— Start of SOURCE DOCUMENT —

Population pressure and increasing poverty are leading many Kenyans to settle around Mount Kenya and work as subsistence farmers. This is causing many environmental problems.
Every morning 47-year-old Esther Murugi enters the forest hills of Nanyuki to till her small farmland, aware that her work is causing a fierce row among environmentalists and authorities over the future of Mount Kenya.
Nanyuki, lying some 250 km north of the capital Nairobi and standing at an altitude of 3,350 to 5,200 metres above sea level, marks the northern boundary of Mount Kenya forest – an important natural resource in the east African country. Kenyan environmentalists are worried that economic activity in the Mount Kenya region is causing deforestation and important water sources to dry up.
But in a country that has no clear policies to protect its forests, local forest officers willingly turn a blind eye to Murugi and other small farmers like her for a bribe of Kenyan shillings 1,500 (about $19) each.
Farming in Mt Kenya forests is nothing new, but increasing use of the forest land for seasonal shifting cultivation by poor and marginalised people -a system known locally as shamba -is leading to environmental concerns.
Under the system, subsistence farmers are meant to plant trees before moving on to a fresh plot of land after three years of farming. But a recent study by the Kenya Forest Working Group, a local lobby group, and the government's Kenya Wildlife Service (KWS) shows that over 75 per cent of clear-felled plantations have not been replanted with tree seedlings.
Murugi like other local squatters defends the shamba system. "We have to feed our children and this is the only place I can plant crops," she says pointing to her crops of arrowroot and potatoes that are just enough to feed her four children.

— End of SOURCE DOCUMENT —
— Start of DATA BLOCK —

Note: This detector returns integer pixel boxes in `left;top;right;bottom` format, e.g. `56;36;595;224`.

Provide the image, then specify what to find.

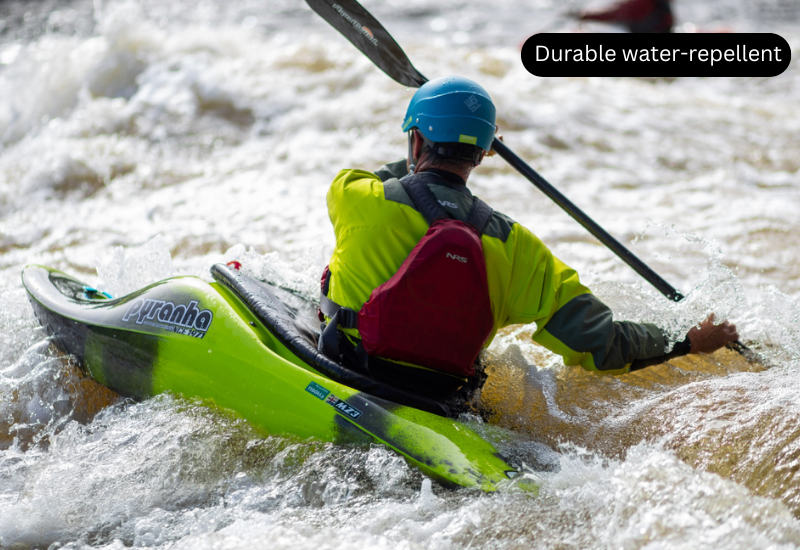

— End of DATA BLOCK —

• _WHAT IS BEING ASKED_
Please reproduce the passage of the Mount Kenya article starting at "Every morning 47-year-old" and ending at "of Mount Kenya.", substituting "small plot" for "small farmland".

• _THE REPLY_
Every morning 47-year-old Esther Murugi enters the forest hills of Nanyuki to till her small plot, aware that her work is causing a fierce row among environmentalists and authorities over the future of Mount Kenya.